_Objective_. Can you copy every line of the records below word for word?

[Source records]
%%

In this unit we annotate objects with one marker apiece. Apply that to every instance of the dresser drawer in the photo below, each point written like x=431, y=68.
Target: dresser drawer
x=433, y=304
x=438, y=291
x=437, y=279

%%

_Written answer_.
In this unit we annotate objects with one marker apiece. Apply that to every instance of the dresser drawer in the photo below, each point written like x=431, y=68.
Target: dresser drawer
x=433, y=304
x=438, y=291
x=437, y=279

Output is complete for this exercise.